WORK INSTRUCTION
Quote the part of the passage on the Qashqai's development that opens with the words containing "It was decided" and closes with "markets in 2006.".

In March 2002, a 25-member engineer team of Nissan Technical Centre in Japan assembled to discuss a project of the successor model to its vehicle Almera, which proved to be a failure on European markets. On December 13, 2002, the team met again to show the results of an 8 month-long development process. The result was a compact MPV car that was meant to compete with Volkswagen Golf Plus and SEAT Altea. However, it was calculated that this car would also be a failure for Nissan. As a result, the development of Almera's successor ceased in 2003.

It was decided to come up with a completely different concept: a car with the swiftness, practicality and versatility of an SUV, but with the size, dynamics and expense of a compact family hatchback. At the time, the newly established crossover SUV's were still very different from small hatchbacks and saloons, so this concept was a breakthrough. Designers described the future car as a "mini-Murano", referring to the larger Murano, which was recently released in the United States and Canada. The Qashqai development was part of Nissan's new marketing strategy in Europe: not to produce cars in existing segments, but to create new, more unique cars for new market niches. Prior to the Qashqai, this strategy had been demonstrated by the Note model, a mini MPV which entered the European markets in 2006.

The development of the model continued, initially in Japan. The development mule of the future car was being tested at the Nissan Technical Centre Europe. At the same time, the product planning department was busy considering feedback and opinions from potential SUV and hatchback buyers in order to add new improvements to the new model. The concept of the model was formalized in two words: "urban nomad". The Qashqai was designed by a team from Nissan Design Centre Europe, based in London since January 2003. According to Matt Weaver, then senior designer at the London studio, the concept for the future car was partly inspired by graffiti that the team found during the first visit to their future office, then an abandoned building. The head of the design team was Stefan Schwarz.

GIVEN INFORMATION
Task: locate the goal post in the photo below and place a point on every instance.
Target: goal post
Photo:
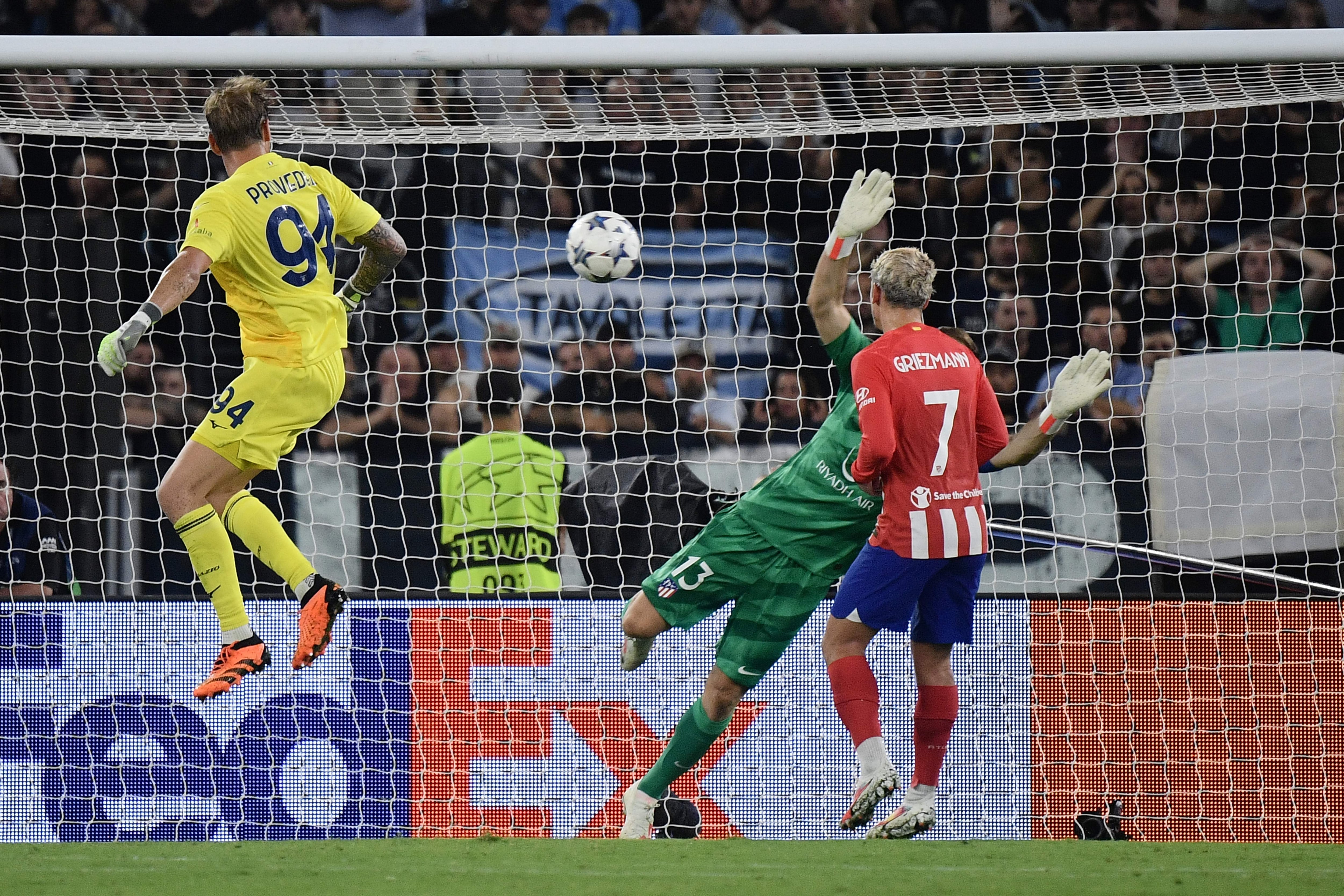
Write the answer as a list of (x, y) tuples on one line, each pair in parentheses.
[(1160, 621)]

RESULT
It was decided to come up with a completely different concept: a car with the swiftness, practicality and versatility of an SUV, but with the size, dynamics and expense of a compact family hatchback. At the time, the newly established crossover SUV's were still very different from small hatchbacks and saloons, so this concept was a breakthrough. Designers described the future car as a "mini-Murano", referring to the larger Murano, which was recently released in the United States and Canada. The Qashqai development was part of Nissan's new marketing strategy in Europe: not to produce cars in existing segments, but to create new, more unique cars for new market niches. Prior to the Qashqai, this strategy had been demonstrated by the Note model, a mini MPV which entered the European markets in 2006.